**What you need to do**
Could you reproduce, exactly and alone, the lines running from the one with "plastic table, pixel" to the end of the data below?

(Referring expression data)
++++

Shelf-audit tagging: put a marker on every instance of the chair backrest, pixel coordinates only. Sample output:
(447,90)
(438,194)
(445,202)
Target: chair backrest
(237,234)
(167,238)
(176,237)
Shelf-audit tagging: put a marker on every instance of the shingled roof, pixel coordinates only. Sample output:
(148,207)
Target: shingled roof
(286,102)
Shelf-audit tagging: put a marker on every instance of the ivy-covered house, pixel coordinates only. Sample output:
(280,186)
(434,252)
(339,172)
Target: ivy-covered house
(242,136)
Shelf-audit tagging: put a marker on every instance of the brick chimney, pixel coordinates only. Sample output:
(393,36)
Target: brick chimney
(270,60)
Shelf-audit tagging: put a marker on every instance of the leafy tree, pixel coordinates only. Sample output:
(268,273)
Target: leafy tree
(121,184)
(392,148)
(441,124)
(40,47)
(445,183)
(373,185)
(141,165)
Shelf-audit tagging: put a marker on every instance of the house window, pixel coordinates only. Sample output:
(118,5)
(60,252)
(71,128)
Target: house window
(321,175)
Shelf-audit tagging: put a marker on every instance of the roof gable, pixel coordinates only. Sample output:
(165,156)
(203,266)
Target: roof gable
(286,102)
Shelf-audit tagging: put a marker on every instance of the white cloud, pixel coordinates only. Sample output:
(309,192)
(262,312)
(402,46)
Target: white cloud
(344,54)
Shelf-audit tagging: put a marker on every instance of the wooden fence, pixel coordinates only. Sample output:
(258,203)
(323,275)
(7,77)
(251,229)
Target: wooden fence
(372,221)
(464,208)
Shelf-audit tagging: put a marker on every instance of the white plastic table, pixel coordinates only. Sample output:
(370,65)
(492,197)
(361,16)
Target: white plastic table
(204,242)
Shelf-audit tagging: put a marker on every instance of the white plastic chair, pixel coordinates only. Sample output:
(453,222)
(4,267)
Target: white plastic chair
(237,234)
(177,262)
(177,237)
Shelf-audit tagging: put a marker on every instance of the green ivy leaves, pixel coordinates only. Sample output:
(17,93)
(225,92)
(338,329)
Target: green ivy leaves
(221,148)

++++

**Answer space**
Shelf-audit tagging: put a marker on every instance of the white plastic table, pixel coordinates only. Sample output:
(370,65)
(492,197)
(361,16)
Target: white plastic table
(204,242)
Shelf-audit tagging: put a marker on every instance of the white plastic chair, pixel coordinates only. Sample output:
(453,222)
(4,267)
Target: white plastic chair
(237,234)
(177,262)
(177,237)
Shelf-audit tagging: put a marker on every instance of the green ivy leaves, pixel coordinates only. Sample output:
(17,93)
(225,92)
(338,329)
Target: green ivy leaves
(221,148)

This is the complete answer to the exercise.